■ WHAT THE TASK REQUIRES ■
Copy out the data below as written; omit any images.

Image object location entries
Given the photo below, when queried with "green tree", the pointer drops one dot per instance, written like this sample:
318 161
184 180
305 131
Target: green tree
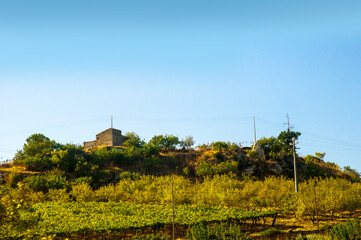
169 142
286 136
38 145
187 142
219 146
133 140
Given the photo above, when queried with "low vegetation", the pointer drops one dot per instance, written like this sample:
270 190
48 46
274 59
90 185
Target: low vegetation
126 192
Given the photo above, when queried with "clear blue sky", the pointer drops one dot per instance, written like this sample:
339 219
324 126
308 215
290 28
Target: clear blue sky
200 68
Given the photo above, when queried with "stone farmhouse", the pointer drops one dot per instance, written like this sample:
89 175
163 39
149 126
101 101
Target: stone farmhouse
108 138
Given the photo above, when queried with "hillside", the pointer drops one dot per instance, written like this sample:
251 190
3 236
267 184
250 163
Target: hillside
160 156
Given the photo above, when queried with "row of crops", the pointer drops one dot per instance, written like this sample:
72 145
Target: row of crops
72 218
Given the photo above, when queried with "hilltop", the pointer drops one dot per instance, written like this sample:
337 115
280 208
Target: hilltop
166 155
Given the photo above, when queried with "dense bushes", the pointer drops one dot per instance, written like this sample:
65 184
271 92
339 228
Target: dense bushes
216 231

■ EXERCISE RESPONSE ■
Given the photo below, when queried with "green tree", the pointer drops one dot per instance, written like this sample:
318 161
184 180
305 131
Target: green tree
169 142
286 136
38 145
187 142
219 146
133 140
Given the photo above, when queried with "low vegetation", the pointer drops one dot per instance, written like this sample:
270 190
48 46
274 59
90 185
Target: low vegetation
126 192
Given the photo above, when queried with "clear blue sky", the pointer drops one dot per instance, written like this sample:
339 219
324 126
308 215
290 28
Target: clear blue sky
200 68
Given the photo above, when queried with "stone farmhouse", the pointer drops one dot per instance, written like this sample:
89 175
163 39
149 126
101 101
Target: stone farmhouse
108 138
Given the photo above, when queried with "hillside", the pointer drops one dot per instance, written like this sample:
251 190
3 236
267 184
250 163
Target: hillside
160 156
Given the photo above, when queried with "row of crops", the pointer drops one dot per instance, written like this sample:
72 145
Target: row of crops
72 218
Given the photo above, when queried with "hilltop", the pointer drops one dot per instance, written like this sample:
337 115
280 208
Target: hilltop
166 155
Given the photo above, when queried with "dense bushes", the pointer drops one dot per instance, written like this sample:
65 184
271 92
339 228
Target: dense bushes
216 231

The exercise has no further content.